■ **PROBLEM DESCRIPTION**: Report each line in the records below that contains the word "pole", copying every such line in full.

■ **DATA ROWS**:
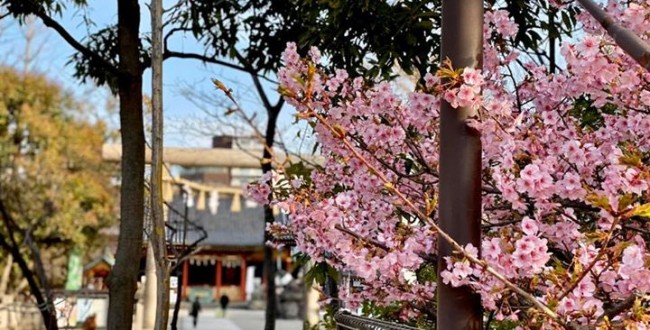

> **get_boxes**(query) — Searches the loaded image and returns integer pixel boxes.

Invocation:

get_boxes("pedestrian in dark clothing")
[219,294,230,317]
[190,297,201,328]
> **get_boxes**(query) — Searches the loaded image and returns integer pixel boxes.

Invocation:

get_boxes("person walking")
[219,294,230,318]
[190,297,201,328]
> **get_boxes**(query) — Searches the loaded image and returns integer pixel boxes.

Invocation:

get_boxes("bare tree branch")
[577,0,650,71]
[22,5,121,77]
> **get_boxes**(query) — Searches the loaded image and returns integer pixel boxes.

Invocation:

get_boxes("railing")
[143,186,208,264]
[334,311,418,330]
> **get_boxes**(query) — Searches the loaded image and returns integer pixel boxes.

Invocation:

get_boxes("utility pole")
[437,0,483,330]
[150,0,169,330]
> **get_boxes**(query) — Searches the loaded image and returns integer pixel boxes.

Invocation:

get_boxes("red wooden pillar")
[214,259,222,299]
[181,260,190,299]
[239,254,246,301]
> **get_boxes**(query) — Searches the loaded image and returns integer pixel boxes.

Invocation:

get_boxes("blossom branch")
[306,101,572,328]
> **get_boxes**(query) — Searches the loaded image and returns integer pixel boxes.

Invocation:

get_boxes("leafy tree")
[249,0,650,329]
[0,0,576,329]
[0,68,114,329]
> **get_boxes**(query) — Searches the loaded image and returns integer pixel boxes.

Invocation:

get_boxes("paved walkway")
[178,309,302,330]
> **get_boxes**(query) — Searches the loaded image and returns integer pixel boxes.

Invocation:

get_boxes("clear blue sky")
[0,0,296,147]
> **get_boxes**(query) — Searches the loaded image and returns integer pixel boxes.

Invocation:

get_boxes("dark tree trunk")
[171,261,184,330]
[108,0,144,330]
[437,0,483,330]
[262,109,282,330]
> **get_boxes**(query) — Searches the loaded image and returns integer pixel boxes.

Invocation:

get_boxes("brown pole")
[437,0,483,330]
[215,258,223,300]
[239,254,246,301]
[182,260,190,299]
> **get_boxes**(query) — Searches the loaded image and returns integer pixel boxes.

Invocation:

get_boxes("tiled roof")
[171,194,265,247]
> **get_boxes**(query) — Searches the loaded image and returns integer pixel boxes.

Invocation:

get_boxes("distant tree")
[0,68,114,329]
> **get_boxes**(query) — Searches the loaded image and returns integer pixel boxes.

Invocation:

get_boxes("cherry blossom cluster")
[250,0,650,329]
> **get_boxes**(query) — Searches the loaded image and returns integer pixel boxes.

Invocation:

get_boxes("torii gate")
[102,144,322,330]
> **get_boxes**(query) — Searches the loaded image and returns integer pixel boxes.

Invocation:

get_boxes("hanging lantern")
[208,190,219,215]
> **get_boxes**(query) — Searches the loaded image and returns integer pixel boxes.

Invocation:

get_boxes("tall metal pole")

■ **RESPONSE TO THIS EXERCISE**:
get_boxes("utility pole")
get_boxes("brown pole")
get_boxes("tall metal pole")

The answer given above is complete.